● **Problem requirements**: Report each line of the data that contains the string "clicks".

● **Excerpted data**:
********

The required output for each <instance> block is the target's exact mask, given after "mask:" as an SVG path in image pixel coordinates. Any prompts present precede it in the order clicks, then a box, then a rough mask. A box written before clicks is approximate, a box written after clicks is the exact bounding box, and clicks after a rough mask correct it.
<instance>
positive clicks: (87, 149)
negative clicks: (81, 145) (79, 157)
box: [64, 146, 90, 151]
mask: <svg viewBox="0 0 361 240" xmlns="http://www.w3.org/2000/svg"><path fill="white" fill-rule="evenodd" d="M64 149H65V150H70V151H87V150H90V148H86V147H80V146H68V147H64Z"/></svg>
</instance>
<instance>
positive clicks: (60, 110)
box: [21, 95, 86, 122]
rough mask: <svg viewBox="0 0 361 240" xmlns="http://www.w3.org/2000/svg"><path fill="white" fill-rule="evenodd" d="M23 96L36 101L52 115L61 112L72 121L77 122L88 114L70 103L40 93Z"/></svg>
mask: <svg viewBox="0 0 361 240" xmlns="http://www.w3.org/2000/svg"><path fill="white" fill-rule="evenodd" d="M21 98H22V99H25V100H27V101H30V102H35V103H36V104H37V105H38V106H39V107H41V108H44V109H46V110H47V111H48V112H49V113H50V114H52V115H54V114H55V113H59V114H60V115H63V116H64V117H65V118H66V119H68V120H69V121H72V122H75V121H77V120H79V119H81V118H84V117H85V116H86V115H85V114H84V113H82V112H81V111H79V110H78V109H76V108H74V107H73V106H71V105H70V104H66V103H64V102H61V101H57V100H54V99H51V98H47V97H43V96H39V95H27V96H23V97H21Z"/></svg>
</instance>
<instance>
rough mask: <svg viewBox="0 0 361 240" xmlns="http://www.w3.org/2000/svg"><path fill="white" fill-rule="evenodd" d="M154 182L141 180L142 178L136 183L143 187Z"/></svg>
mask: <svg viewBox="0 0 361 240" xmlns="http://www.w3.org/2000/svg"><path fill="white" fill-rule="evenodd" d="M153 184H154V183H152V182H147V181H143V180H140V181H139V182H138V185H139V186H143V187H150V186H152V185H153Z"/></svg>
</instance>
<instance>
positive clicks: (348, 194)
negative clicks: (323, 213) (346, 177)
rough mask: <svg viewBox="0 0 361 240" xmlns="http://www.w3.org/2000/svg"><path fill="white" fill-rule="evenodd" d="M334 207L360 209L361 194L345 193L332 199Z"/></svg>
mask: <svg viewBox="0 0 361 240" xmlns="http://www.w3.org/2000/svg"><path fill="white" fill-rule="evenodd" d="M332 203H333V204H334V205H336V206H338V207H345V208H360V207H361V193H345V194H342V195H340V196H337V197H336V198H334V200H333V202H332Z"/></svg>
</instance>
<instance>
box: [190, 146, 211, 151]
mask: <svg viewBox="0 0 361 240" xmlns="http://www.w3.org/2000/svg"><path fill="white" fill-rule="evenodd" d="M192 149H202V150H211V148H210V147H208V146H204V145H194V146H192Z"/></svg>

********

● **Your response**:
The required output for each <instance> block is the target's exact mask, given after "mask:" as an SVG path in image pixel coordinates. Any prompts present precede it in the order clicks, then a box, then a rough mask. A box written before clicks is approximate, a box written after clicks is the exact bounding box, and clicks after a rough mask correct it.
positive clicks: (87, 149)
negative clicks: (81, 145) (79, 157)
positive clicks: (60, 110)
positive clicks: (348, 194)
negative clicks: (323, 213) (346, 177)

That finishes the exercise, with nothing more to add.